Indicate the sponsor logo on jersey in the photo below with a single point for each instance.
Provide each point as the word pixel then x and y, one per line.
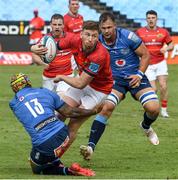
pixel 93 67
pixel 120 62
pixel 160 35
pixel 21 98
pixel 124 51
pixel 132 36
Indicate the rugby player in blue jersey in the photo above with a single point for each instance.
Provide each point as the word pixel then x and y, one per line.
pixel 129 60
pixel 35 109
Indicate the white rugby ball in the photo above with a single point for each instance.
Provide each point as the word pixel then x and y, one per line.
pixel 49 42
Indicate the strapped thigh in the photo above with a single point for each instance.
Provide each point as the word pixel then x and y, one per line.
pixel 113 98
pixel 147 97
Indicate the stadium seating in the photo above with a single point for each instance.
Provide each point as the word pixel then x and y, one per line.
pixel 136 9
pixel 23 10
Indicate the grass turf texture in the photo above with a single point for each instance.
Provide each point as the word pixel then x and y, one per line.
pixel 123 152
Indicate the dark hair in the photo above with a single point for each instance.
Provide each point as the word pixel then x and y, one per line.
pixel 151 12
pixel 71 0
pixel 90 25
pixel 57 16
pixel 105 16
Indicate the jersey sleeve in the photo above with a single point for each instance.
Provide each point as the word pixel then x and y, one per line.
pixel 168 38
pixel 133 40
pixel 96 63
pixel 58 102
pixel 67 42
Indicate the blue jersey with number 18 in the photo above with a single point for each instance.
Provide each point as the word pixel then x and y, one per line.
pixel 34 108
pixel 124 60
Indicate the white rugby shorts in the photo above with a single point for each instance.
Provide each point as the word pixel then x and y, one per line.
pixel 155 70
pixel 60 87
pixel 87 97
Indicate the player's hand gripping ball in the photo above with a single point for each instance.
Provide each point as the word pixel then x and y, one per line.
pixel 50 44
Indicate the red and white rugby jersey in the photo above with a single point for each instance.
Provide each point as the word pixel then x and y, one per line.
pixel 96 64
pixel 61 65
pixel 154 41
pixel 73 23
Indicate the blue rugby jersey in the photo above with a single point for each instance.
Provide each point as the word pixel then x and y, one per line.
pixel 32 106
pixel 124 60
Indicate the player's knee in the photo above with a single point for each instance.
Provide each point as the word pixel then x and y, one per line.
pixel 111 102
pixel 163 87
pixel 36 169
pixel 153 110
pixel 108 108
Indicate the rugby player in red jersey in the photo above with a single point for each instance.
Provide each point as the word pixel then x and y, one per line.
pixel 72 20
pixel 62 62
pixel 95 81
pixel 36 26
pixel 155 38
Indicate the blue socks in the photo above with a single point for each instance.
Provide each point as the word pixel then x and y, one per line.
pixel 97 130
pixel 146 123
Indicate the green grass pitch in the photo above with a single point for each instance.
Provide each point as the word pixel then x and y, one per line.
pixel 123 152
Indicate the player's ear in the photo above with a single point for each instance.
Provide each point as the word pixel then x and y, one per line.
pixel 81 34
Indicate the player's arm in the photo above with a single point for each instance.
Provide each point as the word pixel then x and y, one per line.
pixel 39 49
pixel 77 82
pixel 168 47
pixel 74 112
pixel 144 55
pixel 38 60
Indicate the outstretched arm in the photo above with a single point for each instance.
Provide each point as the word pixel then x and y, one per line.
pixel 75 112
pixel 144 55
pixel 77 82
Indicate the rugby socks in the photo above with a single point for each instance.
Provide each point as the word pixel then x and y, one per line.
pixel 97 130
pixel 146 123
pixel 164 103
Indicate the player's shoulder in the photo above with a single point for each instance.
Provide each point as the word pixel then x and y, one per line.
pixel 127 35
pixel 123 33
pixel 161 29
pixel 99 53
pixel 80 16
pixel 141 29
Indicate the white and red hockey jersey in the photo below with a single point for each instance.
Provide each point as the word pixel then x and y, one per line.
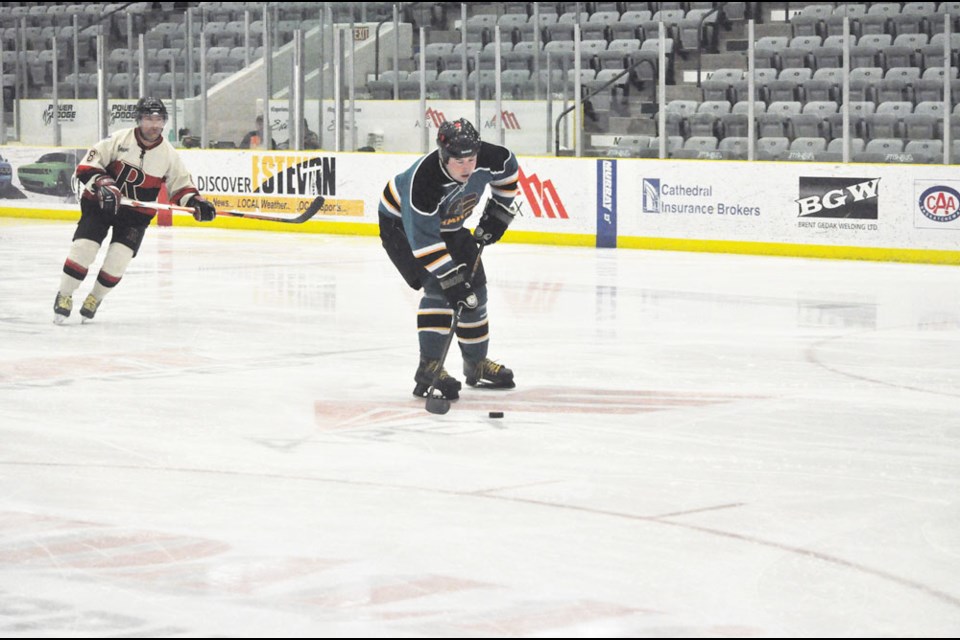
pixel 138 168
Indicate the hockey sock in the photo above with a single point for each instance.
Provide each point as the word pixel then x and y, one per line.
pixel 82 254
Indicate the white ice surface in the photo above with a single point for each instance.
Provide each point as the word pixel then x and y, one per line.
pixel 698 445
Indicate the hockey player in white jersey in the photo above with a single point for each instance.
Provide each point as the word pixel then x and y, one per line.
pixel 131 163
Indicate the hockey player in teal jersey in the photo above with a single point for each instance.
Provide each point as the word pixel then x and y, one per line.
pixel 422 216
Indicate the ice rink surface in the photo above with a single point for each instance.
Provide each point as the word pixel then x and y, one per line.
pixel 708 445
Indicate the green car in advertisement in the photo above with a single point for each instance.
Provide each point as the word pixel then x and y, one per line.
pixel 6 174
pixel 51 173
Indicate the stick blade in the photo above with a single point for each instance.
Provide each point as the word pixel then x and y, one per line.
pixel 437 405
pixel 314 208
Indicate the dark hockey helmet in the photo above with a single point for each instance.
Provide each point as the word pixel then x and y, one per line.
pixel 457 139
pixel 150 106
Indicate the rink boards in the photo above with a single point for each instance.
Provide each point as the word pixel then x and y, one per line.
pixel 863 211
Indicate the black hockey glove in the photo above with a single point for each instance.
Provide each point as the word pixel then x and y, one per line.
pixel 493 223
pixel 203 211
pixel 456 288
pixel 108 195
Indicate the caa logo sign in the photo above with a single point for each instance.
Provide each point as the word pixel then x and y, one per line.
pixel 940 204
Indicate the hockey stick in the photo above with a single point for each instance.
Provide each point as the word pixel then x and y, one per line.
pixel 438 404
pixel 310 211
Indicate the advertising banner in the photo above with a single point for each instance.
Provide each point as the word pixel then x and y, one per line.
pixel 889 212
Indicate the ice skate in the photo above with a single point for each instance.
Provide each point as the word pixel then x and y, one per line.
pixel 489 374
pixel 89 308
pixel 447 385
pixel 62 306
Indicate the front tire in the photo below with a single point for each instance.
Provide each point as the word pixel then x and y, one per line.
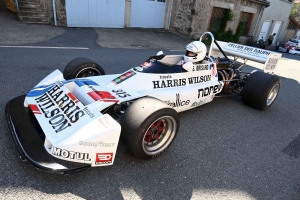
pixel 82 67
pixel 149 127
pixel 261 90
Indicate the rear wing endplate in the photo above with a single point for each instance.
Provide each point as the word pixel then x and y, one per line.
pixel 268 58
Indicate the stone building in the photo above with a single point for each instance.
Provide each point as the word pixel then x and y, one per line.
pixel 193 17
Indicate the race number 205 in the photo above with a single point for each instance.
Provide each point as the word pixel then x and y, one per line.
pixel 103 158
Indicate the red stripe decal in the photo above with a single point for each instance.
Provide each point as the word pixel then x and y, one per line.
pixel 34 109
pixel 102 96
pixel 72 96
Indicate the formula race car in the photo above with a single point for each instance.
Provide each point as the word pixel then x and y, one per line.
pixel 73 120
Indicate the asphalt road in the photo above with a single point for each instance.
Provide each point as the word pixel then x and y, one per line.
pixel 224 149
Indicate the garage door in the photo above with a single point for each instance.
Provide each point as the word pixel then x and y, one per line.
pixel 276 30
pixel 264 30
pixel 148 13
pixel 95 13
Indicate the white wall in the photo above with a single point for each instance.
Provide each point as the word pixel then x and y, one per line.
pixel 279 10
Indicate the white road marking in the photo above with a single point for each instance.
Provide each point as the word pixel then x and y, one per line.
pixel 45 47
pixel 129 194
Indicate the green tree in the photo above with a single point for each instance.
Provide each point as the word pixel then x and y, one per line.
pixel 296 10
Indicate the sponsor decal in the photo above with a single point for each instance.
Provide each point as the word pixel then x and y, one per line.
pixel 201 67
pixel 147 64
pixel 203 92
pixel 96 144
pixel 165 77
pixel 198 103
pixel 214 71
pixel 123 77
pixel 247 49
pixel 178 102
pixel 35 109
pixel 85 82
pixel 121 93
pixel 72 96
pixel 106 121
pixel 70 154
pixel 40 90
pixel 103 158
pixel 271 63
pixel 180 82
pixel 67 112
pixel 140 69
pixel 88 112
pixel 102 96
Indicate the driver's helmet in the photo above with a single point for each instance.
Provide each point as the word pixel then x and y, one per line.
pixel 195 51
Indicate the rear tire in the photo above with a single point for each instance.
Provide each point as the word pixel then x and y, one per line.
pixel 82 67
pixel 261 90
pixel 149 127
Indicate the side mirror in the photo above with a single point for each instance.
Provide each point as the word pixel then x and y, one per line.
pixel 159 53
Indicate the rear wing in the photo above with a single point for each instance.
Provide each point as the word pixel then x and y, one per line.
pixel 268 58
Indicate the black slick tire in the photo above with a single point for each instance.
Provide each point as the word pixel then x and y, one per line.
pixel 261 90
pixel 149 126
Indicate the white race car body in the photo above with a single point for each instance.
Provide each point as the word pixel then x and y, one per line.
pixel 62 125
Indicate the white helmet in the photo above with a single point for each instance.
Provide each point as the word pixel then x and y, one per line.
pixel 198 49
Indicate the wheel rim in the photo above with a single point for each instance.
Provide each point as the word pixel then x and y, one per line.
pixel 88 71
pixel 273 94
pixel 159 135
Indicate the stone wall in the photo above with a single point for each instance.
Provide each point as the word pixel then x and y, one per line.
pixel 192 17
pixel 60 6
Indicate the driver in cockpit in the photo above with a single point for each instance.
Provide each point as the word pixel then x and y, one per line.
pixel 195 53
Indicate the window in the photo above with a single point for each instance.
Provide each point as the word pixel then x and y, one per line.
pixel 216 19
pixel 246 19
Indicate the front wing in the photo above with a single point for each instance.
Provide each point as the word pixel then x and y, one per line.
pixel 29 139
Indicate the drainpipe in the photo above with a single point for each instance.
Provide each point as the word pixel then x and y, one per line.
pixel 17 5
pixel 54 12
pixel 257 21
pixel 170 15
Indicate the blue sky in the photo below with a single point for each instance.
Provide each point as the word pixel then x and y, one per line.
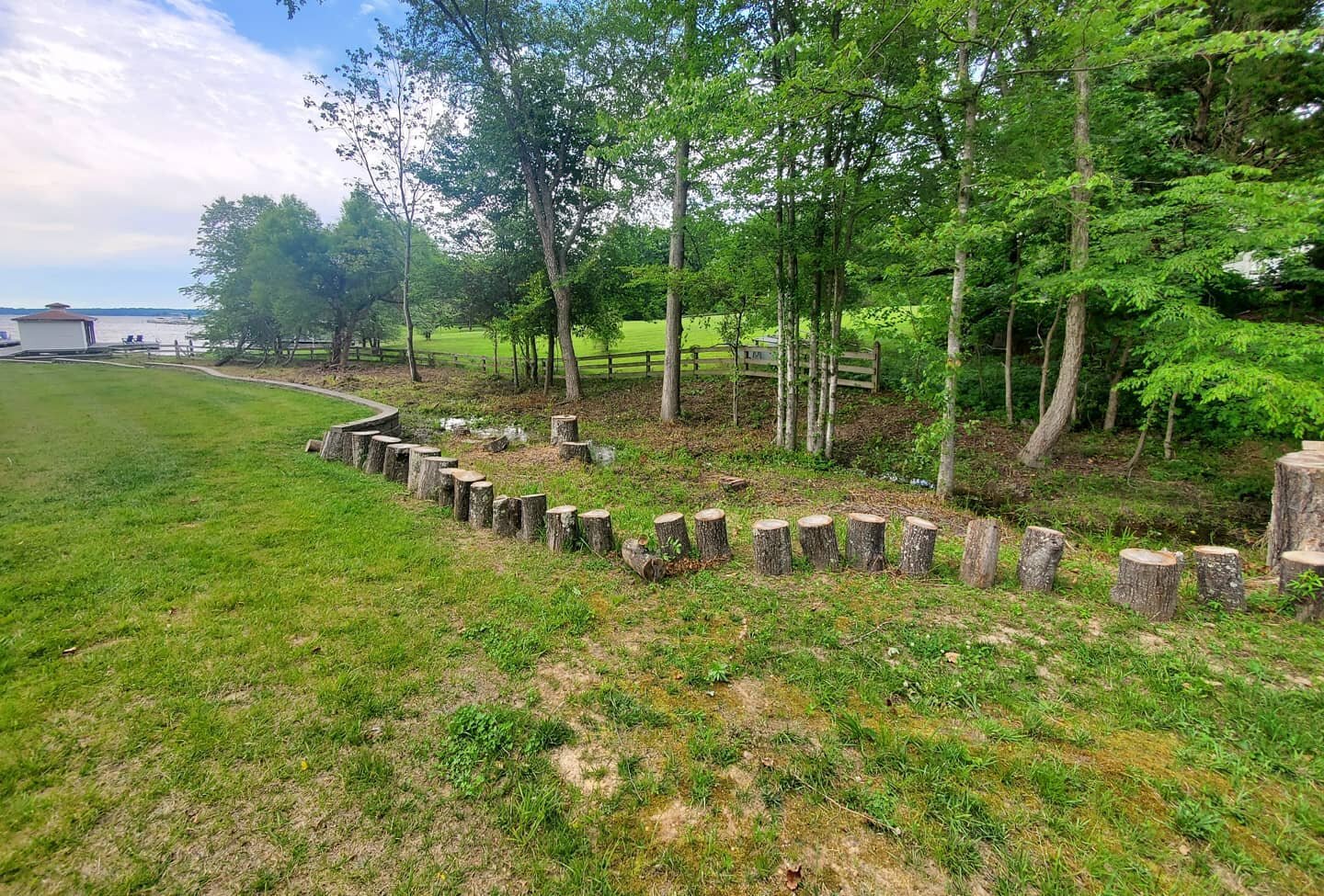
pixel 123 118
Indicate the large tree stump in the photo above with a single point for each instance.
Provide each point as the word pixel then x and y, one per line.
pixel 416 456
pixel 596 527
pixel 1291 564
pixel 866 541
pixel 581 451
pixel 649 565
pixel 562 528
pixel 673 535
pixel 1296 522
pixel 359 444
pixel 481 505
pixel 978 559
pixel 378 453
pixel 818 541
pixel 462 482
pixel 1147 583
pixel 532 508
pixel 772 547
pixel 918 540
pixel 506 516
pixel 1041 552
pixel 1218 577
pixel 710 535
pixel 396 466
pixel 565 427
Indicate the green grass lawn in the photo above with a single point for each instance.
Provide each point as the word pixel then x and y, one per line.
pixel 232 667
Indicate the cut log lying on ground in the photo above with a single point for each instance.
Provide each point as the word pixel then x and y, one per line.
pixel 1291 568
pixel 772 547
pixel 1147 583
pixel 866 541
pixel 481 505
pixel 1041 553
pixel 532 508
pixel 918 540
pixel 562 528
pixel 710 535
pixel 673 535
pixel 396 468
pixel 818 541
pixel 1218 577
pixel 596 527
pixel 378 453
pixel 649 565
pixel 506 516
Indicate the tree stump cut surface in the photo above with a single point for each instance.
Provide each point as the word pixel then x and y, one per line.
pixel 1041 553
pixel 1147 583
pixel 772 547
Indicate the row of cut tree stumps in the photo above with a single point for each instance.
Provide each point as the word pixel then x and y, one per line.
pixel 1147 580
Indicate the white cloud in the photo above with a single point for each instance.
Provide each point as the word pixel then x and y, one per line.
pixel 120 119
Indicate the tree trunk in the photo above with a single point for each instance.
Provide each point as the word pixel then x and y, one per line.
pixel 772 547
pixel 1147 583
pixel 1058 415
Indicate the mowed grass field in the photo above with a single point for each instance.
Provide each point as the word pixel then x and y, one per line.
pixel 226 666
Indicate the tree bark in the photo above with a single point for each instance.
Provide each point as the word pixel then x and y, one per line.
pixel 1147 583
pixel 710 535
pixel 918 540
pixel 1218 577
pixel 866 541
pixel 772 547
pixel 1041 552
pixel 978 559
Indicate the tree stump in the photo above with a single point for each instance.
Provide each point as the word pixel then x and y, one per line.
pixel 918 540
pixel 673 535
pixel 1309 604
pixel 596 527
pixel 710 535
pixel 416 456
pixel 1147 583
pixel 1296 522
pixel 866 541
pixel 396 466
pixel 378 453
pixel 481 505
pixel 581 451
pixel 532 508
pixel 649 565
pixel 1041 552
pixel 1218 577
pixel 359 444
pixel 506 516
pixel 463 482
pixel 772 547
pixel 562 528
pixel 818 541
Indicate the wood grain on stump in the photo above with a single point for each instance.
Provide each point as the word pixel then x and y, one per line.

WHAT TO DO :: Reproduce the stretch from the beginning of the material through the line containing "pixel 132 36", substituting "team crest" for "sponsor logo" and leaving everything else unchanged. Omit the pictures from your version.

TASK RESULT ::
Indicate the team crest on jersey in the photo below with a single point for each instance.
Provide each point as the word pixel then x and y, one per line.
pixel 93 67
pixel 120 62
pixel 160 35
pixel 21 98
pixel 124 51
pixel 132 36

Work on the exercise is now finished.